STATED GOAL. Please count the lines in the rows below that contain the string "pull", treating uppercase and lowercase as different, and reply with only that number.

DATA RECORDS.
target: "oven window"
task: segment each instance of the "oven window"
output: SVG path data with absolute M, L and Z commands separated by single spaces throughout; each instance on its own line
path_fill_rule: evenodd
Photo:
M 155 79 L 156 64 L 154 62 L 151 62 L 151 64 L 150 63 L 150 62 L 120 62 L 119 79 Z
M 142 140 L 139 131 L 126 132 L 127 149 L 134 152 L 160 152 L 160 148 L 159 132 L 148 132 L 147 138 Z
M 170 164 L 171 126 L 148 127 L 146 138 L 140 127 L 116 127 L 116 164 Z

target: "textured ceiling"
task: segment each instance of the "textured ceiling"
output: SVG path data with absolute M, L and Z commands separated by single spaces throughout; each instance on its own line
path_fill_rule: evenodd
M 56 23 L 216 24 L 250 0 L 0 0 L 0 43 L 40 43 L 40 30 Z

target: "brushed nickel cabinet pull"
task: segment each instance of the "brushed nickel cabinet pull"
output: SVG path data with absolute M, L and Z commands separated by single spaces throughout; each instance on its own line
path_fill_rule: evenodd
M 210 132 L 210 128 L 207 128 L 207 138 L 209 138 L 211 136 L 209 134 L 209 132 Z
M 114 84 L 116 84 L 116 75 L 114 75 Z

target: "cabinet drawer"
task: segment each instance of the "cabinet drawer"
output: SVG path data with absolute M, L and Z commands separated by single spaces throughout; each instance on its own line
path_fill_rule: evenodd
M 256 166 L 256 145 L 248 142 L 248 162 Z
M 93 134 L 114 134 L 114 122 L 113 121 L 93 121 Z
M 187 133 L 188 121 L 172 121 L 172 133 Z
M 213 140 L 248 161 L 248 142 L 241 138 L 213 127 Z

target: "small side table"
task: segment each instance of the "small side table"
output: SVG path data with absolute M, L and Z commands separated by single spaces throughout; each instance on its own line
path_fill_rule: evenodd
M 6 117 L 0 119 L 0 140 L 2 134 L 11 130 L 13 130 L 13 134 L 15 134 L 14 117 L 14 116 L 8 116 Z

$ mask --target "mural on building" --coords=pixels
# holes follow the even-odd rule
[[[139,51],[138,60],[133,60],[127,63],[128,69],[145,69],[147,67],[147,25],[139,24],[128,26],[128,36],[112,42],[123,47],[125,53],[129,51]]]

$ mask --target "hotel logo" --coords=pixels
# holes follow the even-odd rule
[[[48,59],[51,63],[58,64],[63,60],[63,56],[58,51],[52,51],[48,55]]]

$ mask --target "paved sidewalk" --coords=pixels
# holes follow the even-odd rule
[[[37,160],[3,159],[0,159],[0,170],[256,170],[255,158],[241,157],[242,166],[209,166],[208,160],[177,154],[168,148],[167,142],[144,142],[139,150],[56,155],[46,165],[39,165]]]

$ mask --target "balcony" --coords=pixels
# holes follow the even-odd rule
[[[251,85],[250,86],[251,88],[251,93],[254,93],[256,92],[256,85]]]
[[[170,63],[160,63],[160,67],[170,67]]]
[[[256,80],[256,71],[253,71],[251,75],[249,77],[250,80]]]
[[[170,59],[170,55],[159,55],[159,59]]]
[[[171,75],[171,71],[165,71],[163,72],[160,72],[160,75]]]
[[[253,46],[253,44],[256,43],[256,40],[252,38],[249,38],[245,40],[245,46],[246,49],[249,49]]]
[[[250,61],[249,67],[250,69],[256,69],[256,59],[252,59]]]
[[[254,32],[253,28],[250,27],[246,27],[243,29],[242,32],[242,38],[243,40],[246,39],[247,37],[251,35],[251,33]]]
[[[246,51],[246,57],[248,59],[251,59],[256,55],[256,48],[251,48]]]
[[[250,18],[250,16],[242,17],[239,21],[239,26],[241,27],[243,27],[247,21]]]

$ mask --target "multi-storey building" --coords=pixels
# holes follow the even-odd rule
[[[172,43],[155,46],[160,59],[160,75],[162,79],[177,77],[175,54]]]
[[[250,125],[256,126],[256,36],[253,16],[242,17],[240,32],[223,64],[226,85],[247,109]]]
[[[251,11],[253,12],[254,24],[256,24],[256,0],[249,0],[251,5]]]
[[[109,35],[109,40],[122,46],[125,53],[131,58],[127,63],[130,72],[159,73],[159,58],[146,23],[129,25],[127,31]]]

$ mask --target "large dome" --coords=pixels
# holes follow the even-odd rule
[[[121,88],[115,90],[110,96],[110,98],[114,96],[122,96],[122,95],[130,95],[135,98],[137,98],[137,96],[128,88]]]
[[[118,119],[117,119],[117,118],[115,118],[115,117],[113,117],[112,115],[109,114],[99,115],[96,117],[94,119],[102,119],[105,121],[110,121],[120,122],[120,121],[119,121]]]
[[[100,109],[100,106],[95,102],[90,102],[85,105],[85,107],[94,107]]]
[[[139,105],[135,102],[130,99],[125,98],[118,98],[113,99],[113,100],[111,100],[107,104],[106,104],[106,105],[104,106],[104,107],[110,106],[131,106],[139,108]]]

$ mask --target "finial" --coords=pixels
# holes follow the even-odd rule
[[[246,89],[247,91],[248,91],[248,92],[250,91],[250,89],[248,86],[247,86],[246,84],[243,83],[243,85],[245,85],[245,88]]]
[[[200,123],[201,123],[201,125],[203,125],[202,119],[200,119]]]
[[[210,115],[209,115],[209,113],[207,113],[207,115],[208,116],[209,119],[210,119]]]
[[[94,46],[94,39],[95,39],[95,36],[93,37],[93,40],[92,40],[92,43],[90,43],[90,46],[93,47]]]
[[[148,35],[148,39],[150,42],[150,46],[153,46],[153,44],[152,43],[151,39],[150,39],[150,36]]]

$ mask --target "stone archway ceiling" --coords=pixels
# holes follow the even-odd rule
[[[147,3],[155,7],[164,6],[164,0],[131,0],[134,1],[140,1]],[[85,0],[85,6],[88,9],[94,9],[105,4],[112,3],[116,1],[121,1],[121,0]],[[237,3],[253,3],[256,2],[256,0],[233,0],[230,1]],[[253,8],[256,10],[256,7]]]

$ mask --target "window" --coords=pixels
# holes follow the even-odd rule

WRITTEN REPLY. 2